**Teks yang Diberikan**
<<<<

Bahkan seorang gadis perawan pun ketika berzina harus dihukum
mati. Disebutkan dalam ayat 23 dalam pasal dan surah yang sama
Perjanjian Lama, “Apabila ada seorang gadis yang masih perawan dan yang
sudah bertunangan–jika seorang laki-laki bertemu dengan dia di kota dan
tidur dengan dia, maka haruslah mereka keduanya kamu bawa ke luar ke
pintu gerbang kota dan kamu lempari dengan batu, sehingga mati: gadis
itu, karena walaupun di kota, ia tidak berteriak-teriak, dan laki-laki
itu, karena ia telah memperkosa isteri sesamanya manusia. Demikianlah
harus kau hapuskan yang jahat itu dari tengah-tengah mereka”. Mungkin
berdasar kepada dalil-dalil itu, ketika di Madinah Rasulullah SAW pernah
merajam laki-laki dan perempuan Yahudi yang berzina.

>>>>

**Tugas dan Latihan**
1. Terjemahkan kalimat "Bahkan seorang gadis perawan pun ketika berzina harus dihukum mati." dari teks tentang hukuman zina ke dalam bahasa Inggris.
2. Teruskan teks tentang hukuman zina mulai sesudah kalimat terakhirnya.
Materi berikut merupakan bahan tersendiri yang terpisah dari teks di atas.

**Data Tersimpan**
<<<<

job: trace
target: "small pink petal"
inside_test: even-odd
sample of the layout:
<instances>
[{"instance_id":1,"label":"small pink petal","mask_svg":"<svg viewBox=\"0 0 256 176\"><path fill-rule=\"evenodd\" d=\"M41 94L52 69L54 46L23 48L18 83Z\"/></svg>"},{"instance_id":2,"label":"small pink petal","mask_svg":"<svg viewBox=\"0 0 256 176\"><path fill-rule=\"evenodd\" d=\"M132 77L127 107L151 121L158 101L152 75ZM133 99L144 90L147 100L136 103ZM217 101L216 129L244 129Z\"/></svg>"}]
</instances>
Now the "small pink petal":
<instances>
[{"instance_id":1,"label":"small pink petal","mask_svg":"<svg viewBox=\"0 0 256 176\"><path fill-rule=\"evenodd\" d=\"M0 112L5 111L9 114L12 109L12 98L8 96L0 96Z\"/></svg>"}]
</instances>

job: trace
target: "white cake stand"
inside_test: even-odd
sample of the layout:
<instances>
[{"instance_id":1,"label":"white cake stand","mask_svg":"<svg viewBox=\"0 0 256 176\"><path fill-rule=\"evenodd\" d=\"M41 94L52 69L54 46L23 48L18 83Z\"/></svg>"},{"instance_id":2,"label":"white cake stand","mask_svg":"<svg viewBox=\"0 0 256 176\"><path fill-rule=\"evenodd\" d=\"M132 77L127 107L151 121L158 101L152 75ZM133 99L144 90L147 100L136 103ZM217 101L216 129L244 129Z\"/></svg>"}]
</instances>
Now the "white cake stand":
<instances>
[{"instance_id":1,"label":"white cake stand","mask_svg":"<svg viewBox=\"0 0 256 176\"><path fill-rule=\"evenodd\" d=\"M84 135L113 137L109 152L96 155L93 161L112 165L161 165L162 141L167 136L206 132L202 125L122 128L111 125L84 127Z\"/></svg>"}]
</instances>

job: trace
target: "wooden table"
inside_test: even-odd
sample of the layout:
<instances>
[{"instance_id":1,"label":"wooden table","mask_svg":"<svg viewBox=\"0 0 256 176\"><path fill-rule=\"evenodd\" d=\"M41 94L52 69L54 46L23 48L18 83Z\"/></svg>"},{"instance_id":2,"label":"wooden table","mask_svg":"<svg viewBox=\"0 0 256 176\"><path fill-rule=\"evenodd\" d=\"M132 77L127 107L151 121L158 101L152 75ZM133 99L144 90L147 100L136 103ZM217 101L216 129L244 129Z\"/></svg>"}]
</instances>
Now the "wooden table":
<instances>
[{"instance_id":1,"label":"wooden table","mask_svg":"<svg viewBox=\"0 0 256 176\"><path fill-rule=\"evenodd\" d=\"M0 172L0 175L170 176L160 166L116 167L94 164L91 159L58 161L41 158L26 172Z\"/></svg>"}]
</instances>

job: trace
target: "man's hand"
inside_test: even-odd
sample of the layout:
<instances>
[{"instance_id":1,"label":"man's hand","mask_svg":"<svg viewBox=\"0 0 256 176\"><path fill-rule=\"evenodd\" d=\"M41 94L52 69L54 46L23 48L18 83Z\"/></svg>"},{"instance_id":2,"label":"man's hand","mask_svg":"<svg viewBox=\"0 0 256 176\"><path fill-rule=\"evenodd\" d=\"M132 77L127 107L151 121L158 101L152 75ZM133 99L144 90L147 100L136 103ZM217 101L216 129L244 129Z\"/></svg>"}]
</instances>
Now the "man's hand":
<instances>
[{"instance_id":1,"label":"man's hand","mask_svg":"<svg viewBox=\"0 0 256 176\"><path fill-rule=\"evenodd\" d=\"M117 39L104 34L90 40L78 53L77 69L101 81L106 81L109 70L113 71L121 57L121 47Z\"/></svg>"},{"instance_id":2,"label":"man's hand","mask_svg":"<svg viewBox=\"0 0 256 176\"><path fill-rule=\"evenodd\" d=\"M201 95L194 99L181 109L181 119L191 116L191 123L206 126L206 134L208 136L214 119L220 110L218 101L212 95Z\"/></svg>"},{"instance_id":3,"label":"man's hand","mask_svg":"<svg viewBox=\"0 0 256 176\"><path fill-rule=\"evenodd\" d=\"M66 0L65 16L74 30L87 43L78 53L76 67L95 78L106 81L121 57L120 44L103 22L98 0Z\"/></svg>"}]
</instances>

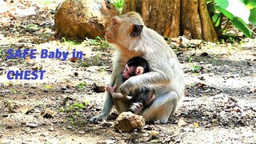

>>>>

**Jawaban Akhir**
1. Even a virgin girl, when she commits adultery, must be put to death.

2.
Bantahan :
Hukum razam bagi para pelaku zina memang pernah diterapkan dizaman
para Nabi-nabi terdahulu sebelum kedatangan Nabi Muhammad Shallallahu
‘Alaihi wa Sallam. Walaupun demikian, bukan berarti hukuman razam yang
diberlakukan bagi para pelaku zina muhshan pada masa Nabi dan hari ini
mengambil atau merujuk pada kitab-kitab terdahulu, namun tetap merujuk
kepada ketentuan hukum yang berlaku pada Al-Qur’an dan Hadits sebagai
sumber yang sempurna dan membenarkan kitab-kitab sebelumnya. Sebagaimana
firman Allah Subhanahu wa Ta’ala,
نَزَّلَ عَلَيْكَ الْكِتَابَ بِالْحَقِّ مُصَدِّقًا لِمَا بَيْنَ يَدَيْهِ وَأَنْزَلَ التَّوْرَاةَ وَالإنْجِيلَ
“Dia menurunkan Al Kitab (Al Qur’an) kepadamu dengan sebenarnya;
membenarkan kitab yang telah diturunkan sebelumnya dan menurunkan Taurat
dan Injil.” (Ali Imran: 3)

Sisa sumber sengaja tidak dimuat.